(Entries from a pointing dataset)

.....

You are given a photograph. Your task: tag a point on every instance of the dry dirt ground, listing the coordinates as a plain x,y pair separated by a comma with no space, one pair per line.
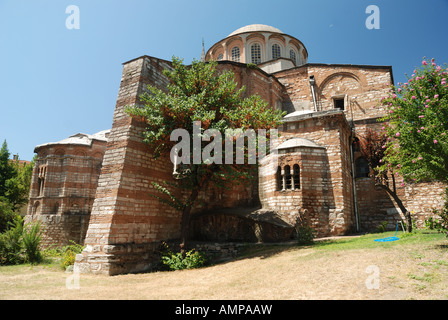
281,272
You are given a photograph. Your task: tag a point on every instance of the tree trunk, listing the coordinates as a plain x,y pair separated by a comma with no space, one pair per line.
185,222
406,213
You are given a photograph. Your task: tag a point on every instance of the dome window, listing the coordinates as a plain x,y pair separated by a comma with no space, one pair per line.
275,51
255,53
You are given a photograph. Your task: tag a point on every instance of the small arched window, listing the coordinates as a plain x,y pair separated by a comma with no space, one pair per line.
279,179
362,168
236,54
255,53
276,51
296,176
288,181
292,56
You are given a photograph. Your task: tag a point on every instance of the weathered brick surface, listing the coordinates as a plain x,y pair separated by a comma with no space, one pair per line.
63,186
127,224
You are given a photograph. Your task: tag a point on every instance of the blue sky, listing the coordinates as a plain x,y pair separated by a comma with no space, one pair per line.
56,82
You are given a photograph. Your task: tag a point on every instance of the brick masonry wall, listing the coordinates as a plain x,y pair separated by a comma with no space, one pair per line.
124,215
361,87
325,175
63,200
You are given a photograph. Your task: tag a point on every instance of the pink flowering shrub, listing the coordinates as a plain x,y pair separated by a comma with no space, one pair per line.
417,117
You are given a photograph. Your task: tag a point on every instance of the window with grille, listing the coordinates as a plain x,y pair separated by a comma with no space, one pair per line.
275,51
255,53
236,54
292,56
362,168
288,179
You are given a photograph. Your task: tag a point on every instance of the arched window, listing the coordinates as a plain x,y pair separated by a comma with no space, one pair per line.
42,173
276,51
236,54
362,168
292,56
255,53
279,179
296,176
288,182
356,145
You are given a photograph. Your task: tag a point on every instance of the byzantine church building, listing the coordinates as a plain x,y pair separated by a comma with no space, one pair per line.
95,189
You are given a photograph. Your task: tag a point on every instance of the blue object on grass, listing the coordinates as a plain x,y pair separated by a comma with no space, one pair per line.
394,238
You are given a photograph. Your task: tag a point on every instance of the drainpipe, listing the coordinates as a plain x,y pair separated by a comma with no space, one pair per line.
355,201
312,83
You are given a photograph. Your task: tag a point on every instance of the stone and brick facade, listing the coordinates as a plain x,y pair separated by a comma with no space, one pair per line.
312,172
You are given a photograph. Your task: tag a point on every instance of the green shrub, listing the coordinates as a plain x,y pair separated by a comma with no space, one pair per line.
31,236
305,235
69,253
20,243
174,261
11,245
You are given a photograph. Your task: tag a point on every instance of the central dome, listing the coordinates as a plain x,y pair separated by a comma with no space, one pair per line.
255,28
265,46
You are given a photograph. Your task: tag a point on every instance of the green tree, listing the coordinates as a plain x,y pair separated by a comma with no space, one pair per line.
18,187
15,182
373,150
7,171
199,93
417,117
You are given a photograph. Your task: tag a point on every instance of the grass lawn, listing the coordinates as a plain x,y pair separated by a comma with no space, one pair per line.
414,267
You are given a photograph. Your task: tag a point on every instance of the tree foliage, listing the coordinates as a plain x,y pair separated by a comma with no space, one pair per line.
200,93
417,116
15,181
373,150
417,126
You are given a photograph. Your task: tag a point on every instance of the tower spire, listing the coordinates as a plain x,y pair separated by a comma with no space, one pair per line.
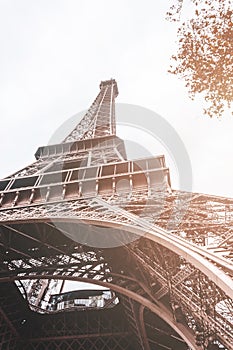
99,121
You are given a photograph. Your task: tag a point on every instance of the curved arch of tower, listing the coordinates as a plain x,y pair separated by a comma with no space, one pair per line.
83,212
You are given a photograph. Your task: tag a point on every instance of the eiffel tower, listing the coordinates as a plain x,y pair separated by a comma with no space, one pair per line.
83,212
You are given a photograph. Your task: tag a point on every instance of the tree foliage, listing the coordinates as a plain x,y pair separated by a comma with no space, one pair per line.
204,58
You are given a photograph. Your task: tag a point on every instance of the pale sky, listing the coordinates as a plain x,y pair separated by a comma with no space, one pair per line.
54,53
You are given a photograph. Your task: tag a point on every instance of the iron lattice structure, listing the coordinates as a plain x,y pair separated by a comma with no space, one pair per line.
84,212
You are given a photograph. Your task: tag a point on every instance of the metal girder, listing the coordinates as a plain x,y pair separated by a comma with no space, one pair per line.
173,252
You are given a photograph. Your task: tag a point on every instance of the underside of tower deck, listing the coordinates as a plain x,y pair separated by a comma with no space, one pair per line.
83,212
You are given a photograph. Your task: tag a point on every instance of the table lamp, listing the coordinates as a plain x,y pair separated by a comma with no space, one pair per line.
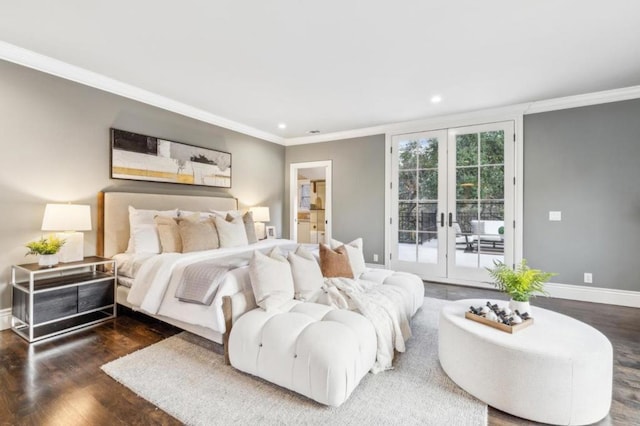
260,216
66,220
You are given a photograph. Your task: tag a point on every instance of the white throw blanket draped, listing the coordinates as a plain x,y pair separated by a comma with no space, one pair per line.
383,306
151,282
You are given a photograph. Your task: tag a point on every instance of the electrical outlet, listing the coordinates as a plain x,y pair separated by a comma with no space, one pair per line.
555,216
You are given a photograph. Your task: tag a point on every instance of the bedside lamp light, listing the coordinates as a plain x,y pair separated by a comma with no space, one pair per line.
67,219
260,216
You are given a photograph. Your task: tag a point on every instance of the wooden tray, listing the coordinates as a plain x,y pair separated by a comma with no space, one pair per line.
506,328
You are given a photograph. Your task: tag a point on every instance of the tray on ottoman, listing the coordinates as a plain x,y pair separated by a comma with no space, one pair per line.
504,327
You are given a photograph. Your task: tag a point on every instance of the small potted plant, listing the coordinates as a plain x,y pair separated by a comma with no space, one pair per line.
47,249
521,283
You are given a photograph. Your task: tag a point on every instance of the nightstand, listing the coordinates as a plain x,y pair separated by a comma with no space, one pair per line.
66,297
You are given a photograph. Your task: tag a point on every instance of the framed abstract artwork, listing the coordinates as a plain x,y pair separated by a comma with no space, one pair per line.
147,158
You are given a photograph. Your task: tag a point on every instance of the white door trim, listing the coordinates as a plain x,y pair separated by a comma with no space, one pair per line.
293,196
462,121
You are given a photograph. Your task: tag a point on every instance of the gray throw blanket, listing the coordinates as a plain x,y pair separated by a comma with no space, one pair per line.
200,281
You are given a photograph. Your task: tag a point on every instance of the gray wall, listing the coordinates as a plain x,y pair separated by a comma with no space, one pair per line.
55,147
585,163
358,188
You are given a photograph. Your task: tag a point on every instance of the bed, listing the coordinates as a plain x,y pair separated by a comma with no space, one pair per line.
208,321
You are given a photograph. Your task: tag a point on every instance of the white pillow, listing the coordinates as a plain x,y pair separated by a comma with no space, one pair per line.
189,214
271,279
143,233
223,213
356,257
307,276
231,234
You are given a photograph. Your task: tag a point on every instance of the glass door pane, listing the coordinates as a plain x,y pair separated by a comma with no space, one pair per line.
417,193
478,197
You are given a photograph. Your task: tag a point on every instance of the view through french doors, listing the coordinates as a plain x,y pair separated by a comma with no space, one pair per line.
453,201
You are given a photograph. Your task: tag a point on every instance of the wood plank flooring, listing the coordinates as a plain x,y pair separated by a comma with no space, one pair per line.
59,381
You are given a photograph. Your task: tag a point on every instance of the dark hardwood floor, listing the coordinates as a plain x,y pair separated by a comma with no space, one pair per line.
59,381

.....

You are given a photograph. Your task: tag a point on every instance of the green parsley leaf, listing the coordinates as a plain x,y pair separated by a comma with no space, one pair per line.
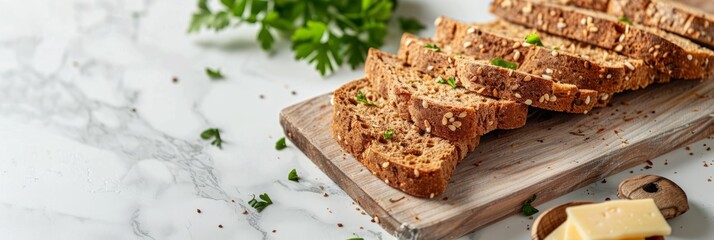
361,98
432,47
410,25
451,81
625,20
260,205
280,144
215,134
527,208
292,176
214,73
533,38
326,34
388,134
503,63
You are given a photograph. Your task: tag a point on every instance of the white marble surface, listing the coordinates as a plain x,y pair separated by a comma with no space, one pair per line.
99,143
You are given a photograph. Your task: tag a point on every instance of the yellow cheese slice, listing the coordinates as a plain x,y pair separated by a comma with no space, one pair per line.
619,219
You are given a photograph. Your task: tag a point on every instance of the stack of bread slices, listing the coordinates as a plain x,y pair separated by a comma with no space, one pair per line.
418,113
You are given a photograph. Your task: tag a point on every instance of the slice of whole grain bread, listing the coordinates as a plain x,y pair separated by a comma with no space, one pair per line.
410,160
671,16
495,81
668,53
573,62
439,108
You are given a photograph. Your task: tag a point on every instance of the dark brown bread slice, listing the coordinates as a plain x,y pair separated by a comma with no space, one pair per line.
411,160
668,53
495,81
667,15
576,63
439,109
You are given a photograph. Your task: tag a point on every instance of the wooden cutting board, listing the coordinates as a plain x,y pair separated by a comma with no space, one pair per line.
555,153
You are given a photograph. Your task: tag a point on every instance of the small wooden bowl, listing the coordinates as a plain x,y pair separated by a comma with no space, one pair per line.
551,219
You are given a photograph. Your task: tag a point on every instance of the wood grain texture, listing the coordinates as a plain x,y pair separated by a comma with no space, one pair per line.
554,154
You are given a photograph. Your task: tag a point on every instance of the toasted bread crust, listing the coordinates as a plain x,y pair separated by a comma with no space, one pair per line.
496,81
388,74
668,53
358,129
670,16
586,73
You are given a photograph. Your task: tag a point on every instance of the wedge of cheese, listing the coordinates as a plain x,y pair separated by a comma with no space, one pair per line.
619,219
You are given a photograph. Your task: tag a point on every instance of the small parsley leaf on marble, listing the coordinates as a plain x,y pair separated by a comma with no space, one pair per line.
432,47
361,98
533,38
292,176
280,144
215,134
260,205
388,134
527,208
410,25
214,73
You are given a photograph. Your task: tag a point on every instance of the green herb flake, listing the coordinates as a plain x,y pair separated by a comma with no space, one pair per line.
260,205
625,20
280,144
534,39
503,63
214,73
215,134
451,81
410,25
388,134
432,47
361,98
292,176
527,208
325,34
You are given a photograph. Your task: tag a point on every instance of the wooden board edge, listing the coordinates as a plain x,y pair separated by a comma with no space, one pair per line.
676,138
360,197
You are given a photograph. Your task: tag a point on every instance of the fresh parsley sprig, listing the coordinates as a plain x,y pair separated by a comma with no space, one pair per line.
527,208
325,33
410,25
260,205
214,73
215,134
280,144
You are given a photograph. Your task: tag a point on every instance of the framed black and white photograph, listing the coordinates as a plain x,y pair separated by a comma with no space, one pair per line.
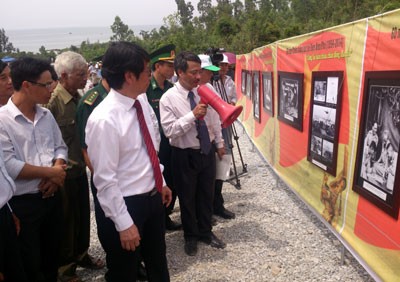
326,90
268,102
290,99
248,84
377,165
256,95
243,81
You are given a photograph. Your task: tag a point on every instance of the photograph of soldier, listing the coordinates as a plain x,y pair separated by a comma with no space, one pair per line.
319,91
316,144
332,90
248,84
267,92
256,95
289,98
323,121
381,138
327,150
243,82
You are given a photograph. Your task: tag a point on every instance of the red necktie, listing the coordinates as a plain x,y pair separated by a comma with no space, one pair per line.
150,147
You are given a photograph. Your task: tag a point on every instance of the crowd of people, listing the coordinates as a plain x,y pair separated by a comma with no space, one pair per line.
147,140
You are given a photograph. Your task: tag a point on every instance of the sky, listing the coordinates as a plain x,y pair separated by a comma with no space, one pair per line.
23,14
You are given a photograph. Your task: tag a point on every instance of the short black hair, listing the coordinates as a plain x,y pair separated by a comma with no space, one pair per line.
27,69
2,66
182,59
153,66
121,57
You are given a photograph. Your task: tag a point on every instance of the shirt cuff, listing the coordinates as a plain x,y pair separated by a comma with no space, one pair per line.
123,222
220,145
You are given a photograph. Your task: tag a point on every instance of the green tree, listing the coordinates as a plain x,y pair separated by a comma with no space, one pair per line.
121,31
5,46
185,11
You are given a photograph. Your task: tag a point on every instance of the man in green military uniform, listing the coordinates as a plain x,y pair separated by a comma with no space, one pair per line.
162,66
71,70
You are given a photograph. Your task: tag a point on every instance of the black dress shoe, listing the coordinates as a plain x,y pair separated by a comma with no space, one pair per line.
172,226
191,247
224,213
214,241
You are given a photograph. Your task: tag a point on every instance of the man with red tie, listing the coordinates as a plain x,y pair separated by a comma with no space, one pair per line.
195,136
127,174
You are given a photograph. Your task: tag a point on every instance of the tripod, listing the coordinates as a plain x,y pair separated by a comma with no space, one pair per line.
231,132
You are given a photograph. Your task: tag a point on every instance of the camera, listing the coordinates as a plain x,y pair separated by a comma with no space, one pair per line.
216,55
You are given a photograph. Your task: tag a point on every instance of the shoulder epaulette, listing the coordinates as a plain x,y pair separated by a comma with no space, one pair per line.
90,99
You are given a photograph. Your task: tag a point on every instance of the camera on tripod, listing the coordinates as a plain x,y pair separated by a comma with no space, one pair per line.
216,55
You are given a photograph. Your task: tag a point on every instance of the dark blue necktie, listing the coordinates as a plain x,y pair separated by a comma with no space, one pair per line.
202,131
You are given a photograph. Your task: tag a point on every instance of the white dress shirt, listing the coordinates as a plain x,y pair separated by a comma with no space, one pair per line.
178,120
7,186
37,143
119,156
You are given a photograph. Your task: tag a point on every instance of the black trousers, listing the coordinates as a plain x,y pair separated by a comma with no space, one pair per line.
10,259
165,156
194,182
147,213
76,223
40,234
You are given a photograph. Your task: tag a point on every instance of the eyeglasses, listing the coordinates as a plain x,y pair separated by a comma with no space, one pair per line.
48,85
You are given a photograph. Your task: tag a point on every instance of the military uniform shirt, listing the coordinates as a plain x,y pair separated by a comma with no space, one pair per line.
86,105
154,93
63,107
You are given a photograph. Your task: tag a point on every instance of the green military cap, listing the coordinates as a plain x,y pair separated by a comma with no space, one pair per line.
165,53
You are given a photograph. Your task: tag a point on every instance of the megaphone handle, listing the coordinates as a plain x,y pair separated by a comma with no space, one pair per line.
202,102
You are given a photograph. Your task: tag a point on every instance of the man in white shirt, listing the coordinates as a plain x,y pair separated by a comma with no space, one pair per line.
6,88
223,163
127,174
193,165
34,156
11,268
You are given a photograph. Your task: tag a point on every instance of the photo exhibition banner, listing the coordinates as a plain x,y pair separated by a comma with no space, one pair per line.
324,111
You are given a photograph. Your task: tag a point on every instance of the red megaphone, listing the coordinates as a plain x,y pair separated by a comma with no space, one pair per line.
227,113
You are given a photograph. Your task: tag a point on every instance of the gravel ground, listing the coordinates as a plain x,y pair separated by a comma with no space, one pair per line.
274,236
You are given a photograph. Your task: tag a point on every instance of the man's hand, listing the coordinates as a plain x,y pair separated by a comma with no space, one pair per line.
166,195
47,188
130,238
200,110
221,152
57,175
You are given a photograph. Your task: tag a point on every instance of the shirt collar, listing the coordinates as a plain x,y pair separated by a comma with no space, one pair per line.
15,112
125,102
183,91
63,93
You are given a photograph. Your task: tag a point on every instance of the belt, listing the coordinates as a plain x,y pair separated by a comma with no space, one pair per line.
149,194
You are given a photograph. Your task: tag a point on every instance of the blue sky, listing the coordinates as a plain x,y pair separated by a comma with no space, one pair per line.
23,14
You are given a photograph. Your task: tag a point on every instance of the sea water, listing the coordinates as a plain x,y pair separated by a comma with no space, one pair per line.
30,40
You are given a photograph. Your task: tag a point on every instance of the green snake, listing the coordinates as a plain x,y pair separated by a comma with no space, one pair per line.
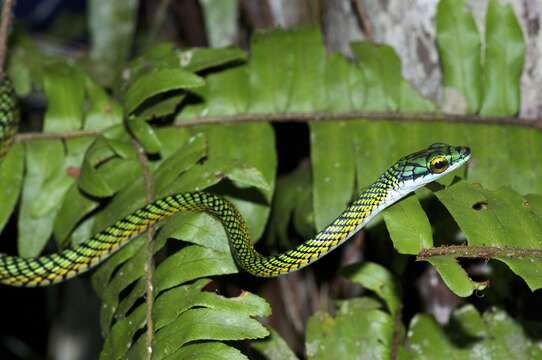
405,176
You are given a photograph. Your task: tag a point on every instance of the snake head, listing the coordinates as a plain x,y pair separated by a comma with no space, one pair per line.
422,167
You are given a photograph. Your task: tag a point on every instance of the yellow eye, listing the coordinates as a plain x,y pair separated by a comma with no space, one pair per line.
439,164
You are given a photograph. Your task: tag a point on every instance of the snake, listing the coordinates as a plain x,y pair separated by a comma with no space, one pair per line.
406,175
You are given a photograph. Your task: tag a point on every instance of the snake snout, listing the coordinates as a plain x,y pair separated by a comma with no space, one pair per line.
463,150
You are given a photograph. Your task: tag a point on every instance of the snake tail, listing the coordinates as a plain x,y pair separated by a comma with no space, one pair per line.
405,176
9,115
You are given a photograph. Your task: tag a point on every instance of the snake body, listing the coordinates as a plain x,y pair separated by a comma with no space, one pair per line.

.....

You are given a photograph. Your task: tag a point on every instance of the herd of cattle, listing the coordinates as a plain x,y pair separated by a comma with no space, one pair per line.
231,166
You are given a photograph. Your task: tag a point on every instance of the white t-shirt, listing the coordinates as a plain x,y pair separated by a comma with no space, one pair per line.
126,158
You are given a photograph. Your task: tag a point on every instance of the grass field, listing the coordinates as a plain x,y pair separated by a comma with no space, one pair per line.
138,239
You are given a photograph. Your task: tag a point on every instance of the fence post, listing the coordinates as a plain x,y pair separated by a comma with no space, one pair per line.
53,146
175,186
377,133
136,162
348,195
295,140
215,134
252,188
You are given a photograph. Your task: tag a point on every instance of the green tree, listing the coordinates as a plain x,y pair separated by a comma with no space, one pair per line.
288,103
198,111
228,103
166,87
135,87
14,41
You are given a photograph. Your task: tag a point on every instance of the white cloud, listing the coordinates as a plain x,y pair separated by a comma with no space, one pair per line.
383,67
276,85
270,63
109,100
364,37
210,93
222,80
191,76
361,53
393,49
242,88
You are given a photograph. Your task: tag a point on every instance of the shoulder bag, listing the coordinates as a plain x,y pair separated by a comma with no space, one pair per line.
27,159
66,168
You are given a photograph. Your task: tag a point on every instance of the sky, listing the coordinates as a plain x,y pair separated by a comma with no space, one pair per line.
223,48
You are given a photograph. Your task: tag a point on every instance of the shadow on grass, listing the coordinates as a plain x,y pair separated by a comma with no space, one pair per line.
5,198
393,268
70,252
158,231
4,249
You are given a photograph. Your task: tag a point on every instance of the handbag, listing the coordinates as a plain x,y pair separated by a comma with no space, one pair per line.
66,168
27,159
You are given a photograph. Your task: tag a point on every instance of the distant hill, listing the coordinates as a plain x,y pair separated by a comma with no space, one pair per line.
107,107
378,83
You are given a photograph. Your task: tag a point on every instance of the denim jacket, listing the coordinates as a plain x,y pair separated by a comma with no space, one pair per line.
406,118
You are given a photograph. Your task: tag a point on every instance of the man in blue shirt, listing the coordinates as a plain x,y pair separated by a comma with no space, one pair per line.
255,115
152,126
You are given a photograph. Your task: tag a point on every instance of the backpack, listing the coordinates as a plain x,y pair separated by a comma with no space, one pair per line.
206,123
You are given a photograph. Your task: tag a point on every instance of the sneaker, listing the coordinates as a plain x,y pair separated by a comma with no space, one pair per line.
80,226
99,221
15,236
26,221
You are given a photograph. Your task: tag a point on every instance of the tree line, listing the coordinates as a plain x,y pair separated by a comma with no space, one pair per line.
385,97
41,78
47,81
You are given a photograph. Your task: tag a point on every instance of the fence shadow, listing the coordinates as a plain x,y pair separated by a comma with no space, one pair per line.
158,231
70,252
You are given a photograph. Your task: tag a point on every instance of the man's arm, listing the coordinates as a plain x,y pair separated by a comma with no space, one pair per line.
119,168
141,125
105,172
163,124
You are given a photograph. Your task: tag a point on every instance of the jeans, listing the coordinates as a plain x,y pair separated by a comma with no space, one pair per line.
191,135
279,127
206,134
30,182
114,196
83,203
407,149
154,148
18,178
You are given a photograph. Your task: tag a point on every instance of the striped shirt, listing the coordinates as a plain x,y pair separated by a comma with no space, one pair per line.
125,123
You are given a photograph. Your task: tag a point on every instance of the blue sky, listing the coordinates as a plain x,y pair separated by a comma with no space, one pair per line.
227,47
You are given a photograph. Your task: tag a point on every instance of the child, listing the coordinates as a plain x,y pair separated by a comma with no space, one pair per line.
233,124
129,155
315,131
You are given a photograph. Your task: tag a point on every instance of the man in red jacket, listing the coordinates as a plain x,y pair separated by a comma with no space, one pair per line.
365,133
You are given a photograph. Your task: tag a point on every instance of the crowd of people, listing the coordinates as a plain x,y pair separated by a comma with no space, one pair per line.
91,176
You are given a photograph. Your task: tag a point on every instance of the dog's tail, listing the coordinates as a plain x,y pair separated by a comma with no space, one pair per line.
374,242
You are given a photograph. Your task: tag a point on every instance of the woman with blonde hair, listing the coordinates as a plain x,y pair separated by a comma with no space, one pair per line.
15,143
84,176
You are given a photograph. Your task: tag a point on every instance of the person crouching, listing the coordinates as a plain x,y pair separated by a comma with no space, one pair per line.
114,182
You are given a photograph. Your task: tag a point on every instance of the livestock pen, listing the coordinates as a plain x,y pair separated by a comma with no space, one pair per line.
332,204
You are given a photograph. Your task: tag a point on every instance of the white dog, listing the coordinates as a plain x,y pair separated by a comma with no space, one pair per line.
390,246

.....

## Given instruction
How many lines of the material contain the string "grain"? Treat uppercase and lowercase as different, and reply with only the number.

## In response
2